Продолжите фрагмент беседы о русской литературе сразу после его последней реплики.

* ФРАГМЕНТ:
——————————

Удивляет: Виктор Ерофеев – образованный человек. Он знает французский язык, у него диссертация чуть ли не о Достоевском. Но язык его прозы мертв и пуст. Ерофеев тоже работает в пределах языковых штампов. Нельзя создать великую литературу на мате. “Клево, классно, потрясно”. Это жаргонизмы. Ими всегда пользовался и Василий Аксенов. Человек талантливейший. Но зачем он, “задрав штаны”, побежал в последнее время не за Толстым или Платоновым, а за постмодернистами? Аксенов допускал мат и раньше. Но в “Ожоге” мат – форма страдания. Это когда отчаявшегося человека заставляют говорить на своем языке. Герой “Ожога” – мальчик, у которого репрессия отняла родителей. И Лев Толстой, случалось, поругивался. Правда, он после этого очень расстраивался. И Чехов. Но они никогда не несли мат в литературу.
В “Одном дне Ивана Денисовича” Солженицын тоже страдает вместе с героем, а в “Матренином дворе” он наблюдает за чужими страданиями. Это разные позиции. Страдает и Платонов. В начале революции он даже сравнивал Ленина с Христом. И это можно понять. Платонов вышел из самых низов, сын железнодорожного слесаря, мастера высокой закалки, внук “богомаза” – иконописца. Благодаря своим разочарованиям Платонов даже изменил свой язык. Непонятно, откуда он “пошел”. Может быть, от Босха… Страдание понятно всем. Для него не нужно особого читателя, салонного. Тут я архаичен.
– Поэтому вы пишете о классиках в русской литературе: Гоголе, Достоевском, Толстом, Булгакове? Недавно, знаю, выступили на Днях памяти Николая Васильевича в Гоголевской библиотеке в Москве.
– От Гоголя до сих пор оторваться не могу. Сейчас работаю над книгой “Гоголь и Достоевский”. Николай Васильевич, конечно, моя самая большая любовь, за которую я, можно сказать, и сам заплатил страданием. Когда я начал работать над книгой о нем из серии “Жизнь замечательных людей”, у меня закровоточила желудочная язва.
– Пруст, Набоков, Гоголь… Это ваше “общество мертвых поэтов”?

——————————

* СОХРАНЁННЫЕ ЗАПИСИ:
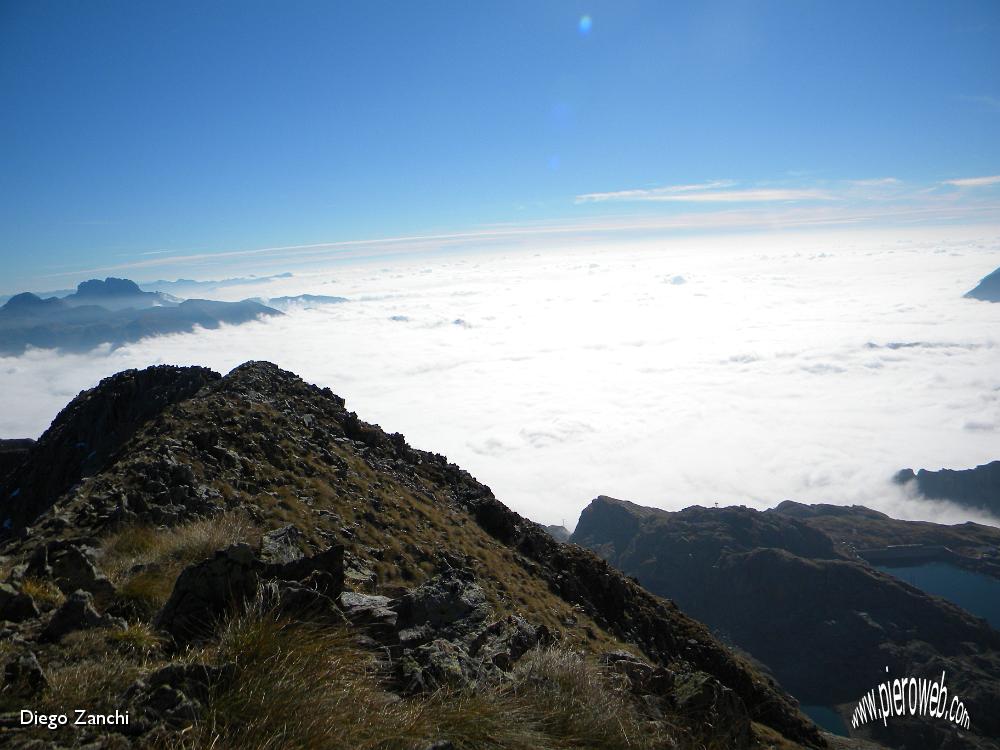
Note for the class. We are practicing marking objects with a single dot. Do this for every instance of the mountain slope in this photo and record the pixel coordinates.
(826, 625)
(411, 549)
(973, 488)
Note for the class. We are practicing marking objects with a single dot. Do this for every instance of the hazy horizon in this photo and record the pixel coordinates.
(677, 253)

——————————

* ОТВЕТ К ЗАДАЧЕ:
– К Гоголю я отношусь как к живому. Я облазил все места, где он жил, даже бывал за границей. Мама говорила мне: “Что ты все пишешь об этом Гоголе? Он такой противный! Он женщин не любил!” А когда прочла мою книгу, сказала: “Знаешь, я полюбила Гоголя!” Это было для меня высшей похвалой. Я ведь даже открыл музей Гоголя в Васильевке, на его родине, на Украине!
– Ваша первая книга о нем выдержала уже три переиздания. Последнее вышло с восстановленными купюрами…
– Это страницы, касающиеся спора Гоголя с Белинским. Николай Васильевич все видел, оказывается. Считается, что первым дал оценку социалистическим течениям в России Достоевский. Нет, Гоголь! Это развернуто в его “Выбранных местах из переписки с друзьями”. Недаром Лев Толстой сказал, что самые лучшие страницы в творчестве Гоголя – его “Выбранные места”, некоторые из писем. Недавно я сделал доклад об этом в возрожденном обществе “Любители русской словесности”. Сейчас они выбрали меня почему-то своим почетным председателем. Два года назад в Ясной Поляне меня допустили в библиотеку Льва Николаевича, и там я прочел том Гоголя с пометками Толстого… За каждую главу “Выбранных мест…” Толстой ставил Гоголю отметки. От “пяти с плюсом” до нуля! Всюду, где Гоголь превозносит церковь и царя, Толстой ставит ему единицы.
Толстой однажды сказал, что Гоголь – наш русский Паскаль. Но “того” Паскаля вознесли, а нашего исплевали. Первый том “Мертвых душ” писался одновременно со второй редакцией “Тараса Бульбы”. И оба этих произведения – крылья гоголевской души. Героическое и любовное. Это, собственно, главная идея моей книги о нем. Поэтому и “поэма”, что она о любви Гоголя к России.
– Но почему Гоголь сжег второй том?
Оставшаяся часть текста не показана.